Retype the whole listing below, character for character.

....................

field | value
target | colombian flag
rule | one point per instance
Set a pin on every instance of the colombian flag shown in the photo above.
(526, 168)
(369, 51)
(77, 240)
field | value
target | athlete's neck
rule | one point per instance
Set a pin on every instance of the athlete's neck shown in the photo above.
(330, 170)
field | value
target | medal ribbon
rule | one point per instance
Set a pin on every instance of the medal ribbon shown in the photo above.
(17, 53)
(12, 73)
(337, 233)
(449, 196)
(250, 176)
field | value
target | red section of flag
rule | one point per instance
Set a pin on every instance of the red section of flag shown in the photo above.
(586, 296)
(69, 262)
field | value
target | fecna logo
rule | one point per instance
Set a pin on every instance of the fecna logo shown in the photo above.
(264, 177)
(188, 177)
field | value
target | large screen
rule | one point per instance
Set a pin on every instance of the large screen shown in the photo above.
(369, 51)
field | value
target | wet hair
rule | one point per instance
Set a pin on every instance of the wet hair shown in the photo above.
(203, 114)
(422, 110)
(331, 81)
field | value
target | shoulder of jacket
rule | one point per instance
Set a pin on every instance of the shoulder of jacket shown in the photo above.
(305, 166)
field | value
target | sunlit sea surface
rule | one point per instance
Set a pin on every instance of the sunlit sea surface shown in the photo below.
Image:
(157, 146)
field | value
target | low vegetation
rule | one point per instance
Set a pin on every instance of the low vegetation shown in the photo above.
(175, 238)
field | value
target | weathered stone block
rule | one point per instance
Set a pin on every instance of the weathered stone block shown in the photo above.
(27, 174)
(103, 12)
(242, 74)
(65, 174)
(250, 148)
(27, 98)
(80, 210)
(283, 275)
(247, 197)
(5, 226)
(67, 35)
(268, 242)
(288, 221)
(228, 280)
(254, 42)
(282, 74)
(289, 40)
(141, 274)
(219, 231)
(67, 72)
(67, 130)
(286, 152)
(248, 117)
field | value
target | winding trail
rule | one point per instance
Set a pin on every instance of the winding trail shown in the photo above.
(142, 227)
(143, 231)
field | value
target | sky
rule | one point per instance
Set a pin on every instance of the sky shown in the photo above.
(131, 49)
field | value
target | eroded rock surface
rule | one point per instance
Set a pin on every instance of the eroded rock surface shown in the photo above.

....................

#### Result below:
field | value
target | colombian flag
rule | one point per instance
Set a pin on every instance of the colombian flag shown in the photo above.
(526, 168)
(369, 51)
(77, 240)
field | value
target | athlete's neck
rule | one point per instance
Set a pin on every instance of the athlete's neck shown in the photo above.
(330, 170)
field | value
target | medal ribbon
rule | one point per instance
Set a pin on every instance of the medal ribbon shown in the photo above.
(17, 53)
(12, 73)
(337, 233)
(449, 196)
(250, 176)
field | value
target | red section of flag
rule | one point per instance
Set a pin on every instance of the red section of flag shown in the photo above.
(586, 296)
(69, 262)
field | value
target | fecna logo
rule | one point per instance
Set a pin on every instance of the fecna logo shown in the photo above.
(264, 177)
(188, 177)
field | value
target | large screen
rule | one point per instance
Set a pin on every instance of the large screen shown in the photo above.
(369, 51)
field | value
target | wet hair
rule | one point per instance
Set a pin on every instance of the wet hair shown in the photo above.
(203, 114)
(422, 110)
(331, 81)
field | value
target | shoulder of jacket
rule | one point per instance
Set a pin on every instance of the shoulder of jacket shown in the photo above.
(305, 166)
field | value
target | sunlit sea surface
rule | one point per instance
Set a pin on every instance of the sunlit sea surface shown in the photo below.
Image:
(157, 146)
field | value
target | low vegetation
rule | one point per instance
Set a pin on every instance of the low vegetation shown in the photo above.
(175, 238)
field | value
target | weathered stone block
rule | one point per instance
Set a pin on every instance of the weathered stone block shown in the photo above.
(27, 174)
(103, 12)
(242, 74)
(65, 174)
(250, 148)
(27, 98)
(80, 210)
(283, 275)
(247, 197)
(5, 226)
(67, 35)
(268, 242)
(288, 221)
(228, 280)
(254, 42)
(282, 74)
(289, 40)
(141, 274)
(219, 231)
(67, 72)
(67, 130)
(286, 152)
(248, 117)
field | value
target | winding trail
rule | one point per instance
Set a pin on every instance of the winding trail shown in the photo above.
(142, 227)
(143, 231)
field | value
target | sky
rule | one point per instance
Set a pin on every instance of the sky shown in the photo above.
(131, 49)
field | value
target | eroded rock surface
rule | one point per instance
Set a pin on every instance of the eroded rock surface shown in the photo above.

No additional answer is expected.